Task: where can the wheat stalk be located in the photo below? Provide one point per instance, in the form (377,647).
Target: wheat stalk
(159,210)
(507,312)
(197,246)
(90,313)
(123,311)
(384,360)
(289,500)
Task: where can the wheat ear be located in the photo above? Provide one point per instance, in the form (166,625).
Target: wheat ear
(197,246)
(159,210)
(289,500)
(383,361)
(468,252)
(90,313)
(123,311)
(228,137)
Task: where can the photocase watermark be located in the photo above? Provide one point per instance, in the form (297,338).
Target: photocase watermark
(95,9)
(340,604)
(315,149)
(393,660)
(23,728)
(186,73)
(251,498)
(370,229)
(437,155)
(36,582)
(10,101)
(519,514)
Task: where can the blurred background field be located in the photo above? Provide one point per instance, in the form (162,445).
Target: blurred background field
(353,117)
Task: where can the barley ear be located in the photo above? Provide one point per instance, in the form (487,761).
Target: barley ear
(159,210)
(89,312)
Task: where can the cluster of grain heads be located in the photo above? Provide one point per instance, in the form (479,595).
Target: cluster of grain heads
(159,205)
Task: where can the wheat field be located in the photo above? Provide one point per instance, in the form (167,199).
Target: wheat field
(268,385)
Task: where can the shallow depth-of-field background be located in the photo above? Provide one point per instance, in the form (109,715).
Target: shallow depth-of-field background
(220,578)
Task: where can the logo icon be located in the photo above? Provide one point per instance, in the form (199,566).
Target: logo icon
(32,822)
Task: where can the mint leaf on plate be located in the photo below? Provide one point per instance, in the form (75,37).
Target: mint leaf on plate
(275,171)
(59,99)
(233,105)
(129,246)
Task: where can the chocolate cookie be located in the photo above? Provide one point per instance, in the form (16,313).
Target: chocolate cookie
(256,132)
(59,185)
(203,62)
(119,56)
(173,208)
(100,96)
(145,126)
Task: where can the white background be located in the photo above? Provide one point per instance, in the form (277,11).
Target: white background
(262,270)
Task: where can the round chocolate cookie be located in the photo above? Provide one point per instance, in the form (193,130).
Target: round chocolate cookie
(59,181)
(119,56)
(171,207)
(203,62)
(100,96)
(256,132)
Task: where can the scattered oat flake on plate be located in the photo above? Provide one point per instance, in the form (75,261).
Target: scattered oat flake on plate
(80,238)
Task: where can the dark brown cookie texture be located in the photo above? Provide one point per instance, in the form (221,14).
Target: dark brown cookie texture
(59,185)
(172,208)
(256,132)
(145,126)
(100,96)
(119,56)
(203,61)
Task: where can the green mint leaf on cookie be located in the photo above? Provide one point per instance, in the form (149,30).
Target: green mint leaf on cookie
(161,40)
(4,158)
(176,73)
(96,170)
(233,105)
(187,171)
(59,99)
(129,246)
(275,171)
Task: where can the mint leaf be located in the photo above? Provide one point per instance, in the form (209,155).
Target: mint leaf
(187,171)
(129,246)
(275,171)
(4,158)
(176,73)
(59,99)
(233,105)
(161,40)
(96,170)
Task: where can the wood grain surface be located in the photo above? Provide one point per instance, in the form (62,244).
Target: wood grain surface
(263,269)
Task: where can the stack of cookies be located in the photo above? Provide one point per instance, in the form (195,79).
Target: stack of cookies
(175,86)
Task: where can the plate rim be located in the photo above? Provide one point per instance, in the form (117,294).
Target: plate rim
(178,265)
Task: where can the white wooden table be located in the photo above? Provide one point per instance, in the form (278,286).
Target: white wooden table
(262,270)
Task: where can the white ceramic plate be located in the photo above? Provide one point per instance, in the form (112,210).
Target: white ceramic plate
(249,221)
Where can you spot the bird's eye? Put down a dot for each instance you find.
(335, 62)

=-=-=

Return all of the records above verbatim, with no line changed, added, or left out.

Task: where can the wheat stalk be located in the photo below? Provide one point per instance, in the form (377,647).
Target: wheat stalk
(159,210)
(507,312)
(197,246)
(90,313)
(123,311)
(384,360)
(289,500)
Task: where can the wheat ear be located in the photo above? Provide one point per instance, in the form (166,625).
Target: wheat ear
(197,246)
(159,210)
(289,500)
(383,361)
(468,252)
(90,313)
(123,311)
(228,137)
Task: where can the photocase watermark be located in the photo above? Provide one point per instance, in the form (297,338).
Target: photocase watermark
(95,9)
(340,604)
(315,149)
(393,660)
(23,728)
(186,73)
(251,498)
(370,229)
(437,155)
(36,582)
(10,101)
(519,514)
Task: where can the blurred background field be located in the photo above? Provide one point per instance, in the form (162,445).
Target: blurred background field
(353,117)
Task: where can the barley ear be located in the photo above? Provide one point per instance, in the form (487,761).
Target: barley ear
(159,210)
(89,312)
Task: where can the cluster of grain heads be located in the photo above? Provide one point per instance, in the form (479,595).
Target: cluster of grain heads
(159,205)
Task: where can the wheat field be located in the photo above? Provide one point per instance, in the form (167,199).
Target: wheat field
(268,385)
Task: where can the shallow depth-of-field background be located in the photo above? Provide one point per instance, in the form (109,715).
Target: shallow depth-of-field background
(220,578)
Task: where can the logo icon be located in the photo above? Provide one point per instance, in the form (199,566).
Target: logo icon
(32,822)
Task: where can the mint leaf on plate be located in the photo below? Provide one point per instance, in the form (75,37).
Target: mint leaf on plate
(275,171)
(59,99)
(233,105)
(129,246)
Task: where can the chocolate cookie be located in the photo above? Provide one point per instance, in the form (16,313).
Target: chocolate cookie
(256,132)
(59,185)
(203,62)
(119,56)
(173,208)
(100,96)
(145,126)
Task: where can the white background be located in the photo above? Provide one point per instance, in the form (277,11).
Target: white background
(262,270)
Task: where can the round chocolate cookie be located in the photo above? Provide one point per instance, in the form (193,130).
Target: round chocolate cookie
(59,181)
(119,56)
(171,207)
(203,62)
(100,96)
(256,132)
Task: where can the scattered oat flake on plate be located in the photo above? Provide one point per instance, in the form (75,261).
Target: scattered oat flake on plate
(80,238)
Task: where can the dark brown cookie texture be located in the photo above? Provide one point per instance, in the form (221,14).
Target: dark brown cookie texture
(59,185)
(172,208)
(256,132)
(145,126)
(100,96)
(119,56)
(203,61)
Task: where can the green mint leaf on cookie be located in the photo above? Provide one point per instance, in the form (149,30).
Target: green mint leaf on cookie
(161,40)
(4,158)
(176,73)
(96,170)
(233,105)
(187,171)
(59,99)
(129,246)
(275,171)
Task: where can the mint leaf be located in the photo above? Provide one point per instance, in the form (209,155).
Target: mint leaf
(187,171)
(129,246)
(275,171)
(4,158)
(176,73)
(59,99)
(233,105)
(161,40)
(96,170)
Task: where can the wood grain surface be located in the photo above? Provide one point per instance, in the form (62,244).
Target: wood grain surface
(263,269)
Task: where can the stack of cookies be located in the photo above? Provide one point per instance, in the form (195,79).
Target: stack of cookies
(175,86)
Task: where can the plate rim be located in the photo above? Provide one point per instance, in the form (117,294).
Target: plate rim
(178,265)
Task: where can the white wooden table be located in the photo above? Provide one point per instance, in the form (278,286).
Target: white wooden table
(262,270)
Task: where can the white ceramic plate be located in the photo above? Provide one point per instance, in the form (112,210).
Target: white ceramic plate
(249,221)
Where can you spot the bird's eye? Put down a dot for each instance you find.
(335, 62)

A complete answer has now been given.